▶ Supplied data:

= = = = =

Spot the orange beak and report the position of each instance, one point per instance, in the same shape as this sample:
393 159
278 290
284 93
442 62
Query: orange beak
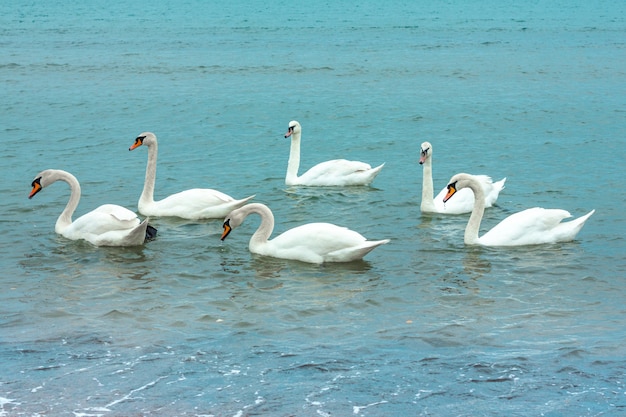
227 230
138 143
451 191
36 188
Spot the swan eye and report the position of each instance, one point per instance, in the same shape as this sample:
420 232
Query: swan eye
227 229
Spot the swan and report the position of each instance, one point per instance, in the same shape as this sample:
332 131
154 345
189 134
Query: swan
108 225
313 242
194 204
464 201
529 227
337 172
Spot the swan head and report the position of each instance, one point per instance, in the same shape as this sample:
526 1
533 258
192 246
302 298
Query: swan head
294 127
457 182
145 138
426 151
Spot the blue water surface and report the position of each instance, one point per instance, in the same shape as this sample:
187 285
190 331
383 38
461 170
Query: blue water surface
191 326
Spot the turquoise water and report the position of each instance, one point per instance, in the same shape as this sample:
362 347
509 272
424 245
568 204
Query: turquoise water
192 326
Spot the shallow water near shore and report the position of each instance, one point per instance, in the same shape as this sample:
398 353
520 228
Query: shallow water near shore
191 326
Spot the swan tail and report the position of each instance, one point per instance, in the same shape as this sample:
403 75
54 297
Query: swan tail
354 254
499 184
569 230
373 173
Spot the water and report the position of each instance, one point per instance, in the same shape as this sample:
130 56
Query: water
191 326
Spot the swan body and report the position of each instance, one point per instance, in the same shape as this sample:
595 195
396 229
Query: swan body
529 227
107 225
193 204
337 172
464 200
313 242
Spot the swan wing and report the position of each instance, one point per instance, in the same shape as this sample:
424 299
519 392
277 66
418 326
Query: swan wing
319 242
108 225
340 172
532 226
194 204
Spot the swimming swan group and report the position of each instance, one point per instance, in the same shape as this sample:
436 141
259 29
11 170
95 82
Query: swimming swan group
113 225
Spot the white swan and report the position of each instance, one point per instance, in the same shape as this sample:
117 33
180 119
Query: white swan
337 172
108 225
313 242
529 227
464 201
194 204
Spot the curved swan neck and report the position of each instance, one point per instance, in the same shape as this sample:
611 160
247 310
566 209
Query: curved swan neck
147 195
65 219
427 185
264 231
294 159
473 224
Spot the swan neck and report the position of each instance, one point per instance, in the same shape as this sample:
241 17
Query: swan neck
473 224
147 196
427 185
264 231
294 159
65 219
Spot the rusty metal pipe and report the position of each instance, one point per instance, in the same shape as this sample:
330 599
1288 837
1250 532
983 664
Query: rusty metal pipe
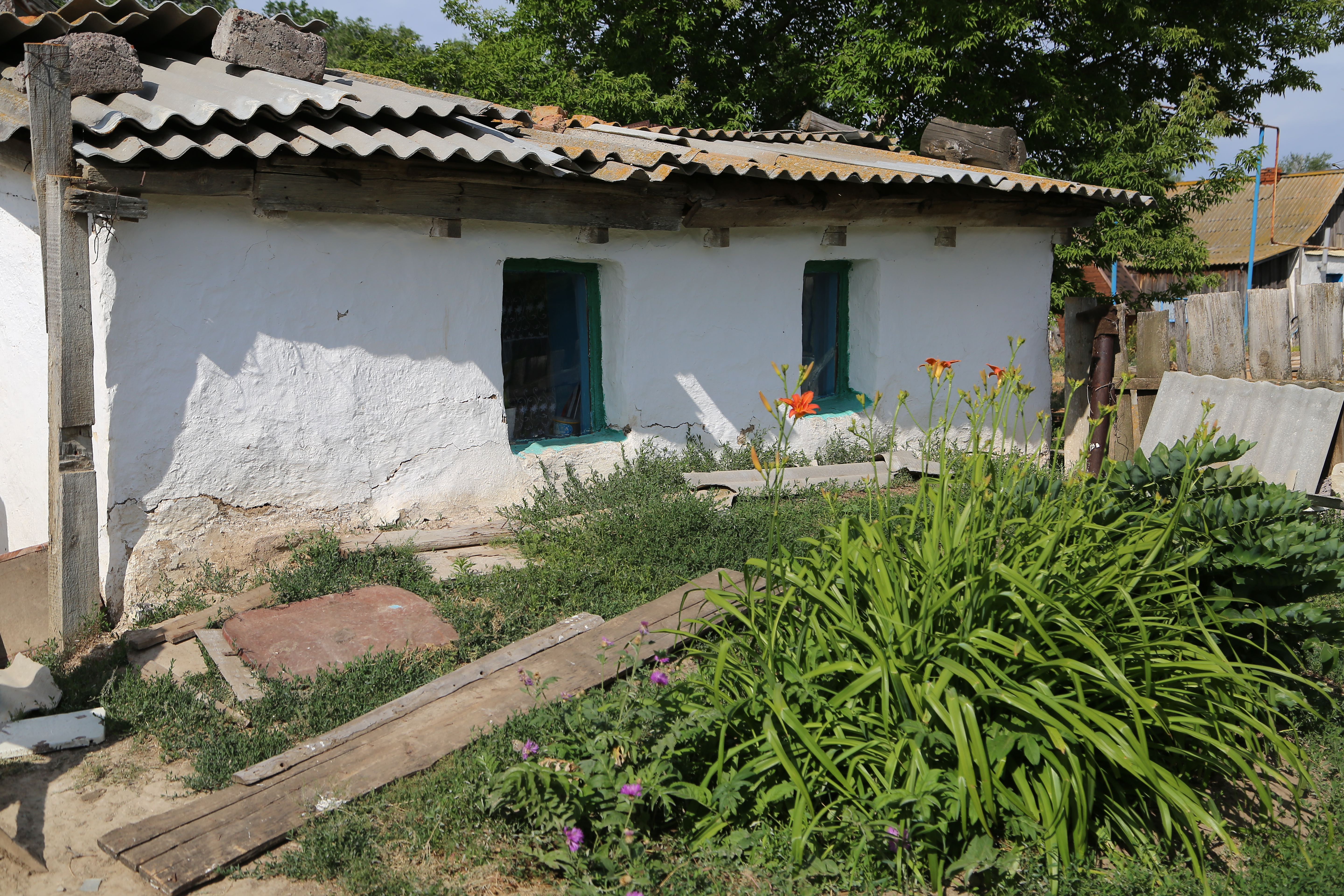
1101 392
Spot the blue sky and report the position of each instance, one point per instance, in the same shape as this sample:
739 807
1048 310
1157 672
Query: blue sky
1311 122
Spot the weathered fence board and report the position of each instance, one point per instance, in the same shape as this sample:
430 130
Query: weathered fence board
1078 336
1320 331
1181 335
1215 335
1154 351
1271 358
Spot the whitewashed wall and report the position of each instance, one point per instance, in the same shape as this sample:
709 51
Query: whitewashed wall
264 374
23 369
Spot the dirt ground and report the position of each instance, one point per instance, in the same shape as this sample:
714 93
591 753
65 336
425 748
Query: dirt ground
62 802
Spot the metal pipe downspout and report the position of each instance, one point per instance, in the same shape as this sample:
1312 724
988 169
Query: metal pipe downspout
1250 256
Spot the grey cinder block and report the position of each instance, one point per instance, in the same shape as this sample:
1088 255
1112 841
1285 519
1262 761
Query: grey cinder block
257 42
99 64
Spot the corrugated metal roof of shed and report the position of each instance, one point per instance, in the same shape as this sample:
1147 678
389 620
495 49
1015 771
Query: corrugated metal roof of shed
1303 203
196 103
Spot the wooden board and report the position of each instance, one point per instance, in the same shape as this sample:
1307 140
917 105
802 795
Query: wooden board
237 675
1320 331
1268 340
185 626
1215 335
189 846
424 695
462 536
1154 350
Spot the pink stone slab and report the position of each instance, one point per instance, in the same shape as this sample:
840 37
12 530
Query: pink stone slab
329 632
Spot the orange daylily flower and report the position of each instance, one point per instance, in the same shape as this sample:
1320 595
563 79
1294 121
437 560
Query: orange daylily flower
800 405
937 367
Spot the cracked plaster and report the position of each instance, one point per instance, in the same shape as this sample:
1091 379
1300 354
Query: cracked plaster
263 375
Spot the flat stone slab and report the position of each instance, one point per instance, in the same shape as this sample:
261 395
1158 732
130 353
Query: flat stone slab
166 659
48 734
326 633
26 686
483 559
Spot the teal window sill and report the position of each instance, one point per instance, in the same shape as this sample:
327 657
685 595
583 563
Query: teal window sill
839 405
546 445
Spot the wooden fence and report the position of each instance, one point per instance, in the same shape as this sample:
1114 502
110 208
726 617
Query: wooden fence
1206 338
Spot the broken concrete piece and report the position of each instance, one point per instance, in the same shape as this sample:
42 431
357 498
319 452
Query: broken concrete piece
178 660
329 632
48 734
237 676
99 64
253 41
26 686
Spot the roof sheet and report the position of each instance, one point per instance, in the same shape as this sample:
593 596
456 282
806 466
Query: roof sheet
1292 426
196 103
1298 203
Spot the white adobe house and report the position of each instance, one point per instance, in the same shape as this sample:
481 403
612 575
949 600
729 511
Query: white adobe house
351 300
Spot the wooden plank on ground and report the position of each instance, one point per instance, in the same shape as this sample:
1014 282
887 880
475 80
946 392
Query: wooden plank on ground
189 846
238 676
185 626
1271 354
1320 331
1154 350
1214 323
462 536
424 695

= = = = =

▶ Set problem: Reproduce the final stretch of the data above: every line from the one holding "Spot the roof" through the end, inclusive, exactly as written and nothing else.

▶ Reply to the exercise:
Spot the roof sheet and report the position of each instance, one point per instance, in the same shape as this sample:
593 596
456 282
806 466
Query: roof sheet
1292 426
196 103
1298 203
Spot the white adobe house and report the position of each instance, one point per instance, in the same shape as this sample:
481 403
612 575
949 600
729 511
Query: white adobe house
351 300
Spot the wooden plank on ground and report the position of each instance, one point per instance, in the same shape as this sample:
1014 282
887 880
475 80
946 392
Query: wooden plank on ground
189 846
238 676
185 626
1271 354
1320 331
1154 350
1214 323
462 536
424 695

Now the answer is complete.